* Exercise instructions: A complete copy of the entries, exactly as written, is the expected result.

* Input data:
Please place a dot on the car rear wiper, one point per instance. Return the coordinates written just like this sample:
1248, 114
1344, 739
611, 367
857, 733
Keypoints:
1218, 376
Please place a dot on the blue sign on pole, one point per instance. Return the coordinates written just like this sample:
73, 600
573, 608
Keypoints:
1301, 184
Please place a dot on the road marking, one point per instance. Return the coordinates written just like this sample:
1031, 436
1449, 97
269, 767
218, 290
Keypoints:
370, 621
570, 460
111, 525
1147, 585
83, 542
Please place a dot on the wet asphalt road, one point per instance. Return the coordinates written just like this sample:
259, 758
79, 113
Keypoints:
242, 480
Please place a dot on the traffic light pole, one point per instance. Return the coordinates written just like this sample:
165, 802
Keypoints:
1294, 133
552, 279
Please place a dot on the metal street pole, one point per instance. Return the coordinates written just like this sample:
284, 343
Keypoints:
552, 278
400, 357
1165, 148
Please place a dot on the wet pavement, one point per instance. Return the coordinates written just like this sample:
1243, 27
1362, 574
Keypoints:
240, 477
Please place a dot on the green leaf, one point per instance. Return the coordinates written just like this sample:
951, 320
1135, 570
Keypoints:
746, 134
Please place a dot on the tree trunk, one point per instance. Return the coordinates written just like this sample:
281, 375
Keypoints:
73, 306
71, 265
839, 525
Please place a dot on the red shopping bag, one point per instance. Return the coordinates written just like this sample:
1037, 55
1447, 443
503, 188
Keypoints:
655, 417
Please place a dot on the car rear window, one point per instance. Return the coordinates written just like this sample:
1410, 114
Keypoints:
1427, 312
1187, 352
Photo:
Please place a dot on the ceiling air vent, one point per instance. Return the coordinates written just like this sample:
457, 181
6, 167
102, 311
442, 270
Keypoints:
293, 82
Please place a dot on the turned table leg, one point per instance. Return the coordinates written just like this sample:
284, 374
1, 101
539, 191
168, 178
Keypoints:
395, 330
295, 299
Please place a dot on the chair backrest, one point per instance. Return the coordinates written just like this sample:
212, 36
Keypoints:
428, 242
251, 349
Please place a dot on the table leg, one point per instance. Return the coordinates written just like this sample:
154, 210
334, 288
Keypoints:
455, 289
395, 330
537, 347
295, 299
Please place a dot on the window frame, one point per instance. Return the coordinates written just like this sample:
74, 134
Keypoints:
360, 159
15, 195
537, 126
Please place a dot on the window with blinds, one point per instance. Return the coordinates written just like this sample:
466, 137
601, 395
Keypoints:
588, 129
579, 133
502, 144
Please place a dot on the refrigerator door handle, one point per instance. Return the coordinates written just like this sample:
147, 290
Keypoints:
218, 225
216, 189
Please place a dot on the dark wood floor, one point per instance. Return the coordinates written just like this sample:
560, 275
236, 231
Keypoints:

* Response to the exercise:
Please place a dot on the car rear wiper, one point per instance. Return the coordinates written just like this sample:
1248, 114
1344, 739
611, 367
857, 733
Keypoints:
1218, 376
Please place a dot on the blue sign on pole, one point per instance. Return the coordinates written just like this sample:
73, 600
573, 608
Keypoints:
1301, 184
Please place a dot on the road marking, one point per instance. Return the coordinates written just like this sample:
1031, 436
1449, 97
269, 767
218, 290
Keypoints:
370, 621
570, 460
111, 525
1147, 585
83, 542
Please place a dot on the wet asphalt road, one point per instance. Return the coordinates written just like this sample:
259, 758
79, 113
Keypoints:
242, 480
Please place a dot on the traffic light pole, one point per instance. Return the coordinates written just like this sample:
165, 802
Keypoints:
1294, 133
552, 279
Please place a dot on the metal street pole, one point per instance. Return the coordinates written just like this sample:
284, 343
Keypoints:
552, 278
400, 357
1165, 148
Please place a dot on the wet pavement, one point per instance. Return the coordinates written just like this sample:
1243, 27
1362, 574
Keypoints:
240, 477
Please place a dot on the green leaf, one point per instance. Return the coordinates written just like this sample:
951, 320
1135, 570
Keypoints:
746, 134
Please place a dot on the tree trunk, one point per instance. Return the coordinates written just like this sample:
281, 375
Keypoints:
73, 306
71, 265
839, 525
Please place a dot on the red shopping bag, one point per instance. Return the coordinates written just like this sample:
1037, 55
1447, 443
503, 188
Keypoints:
655, 417
Please place a dot on the car rear window, one point per instance. Return the coordinates written just like this sample:
1410, 114
Keypoints:
1427, 312
1187, 352
Photo:
Please place a dot on the ceiling air vent, one point per instance. Return the coordinates written just like this sample:
457, 181
6, 167
102, 311
442, 270
Keypoints:
293, 82
Please place a dot on the turned table leg, one point per instance. Return the coordinates written just like this sample:
284, 374
1, 101
539, 191
168, 178
Keypoints:
395, 330
295, 299
Please place a dot on the chair backrest, one point per instance. Return the coordinates written just like this sample:
212, 36
Keypoints:
428, 242
251, 349
Please place a dot on the table leg, one point per instance. Return the coordinates written just like this sample:
154, 210
334, 288
Keypoints:
455, 289
395, 330
537, 347
295, 299
Please place a dot on the window frame, one point per instance. Return the coordinates written just like this sample:
74, 134
Keypoints:
360, 159
15, 195
537, 126
Please place a dot on the window with blinds, one point per instance. Return the coordinates written just like this sample:
466, 137
601, 395
Keypoints:
588, 129
579, 133
502, 144
Please place a dot on the refrigerator door handle, one point per instance. Return the coordinates written just like this sample:
147, 290
Keypoints:
218, 225
216, 189
Please place a dot on the dark wood floor, one point per instance. Return the coordinates written just like this sample:
560, 275
236, 231
Keypoints:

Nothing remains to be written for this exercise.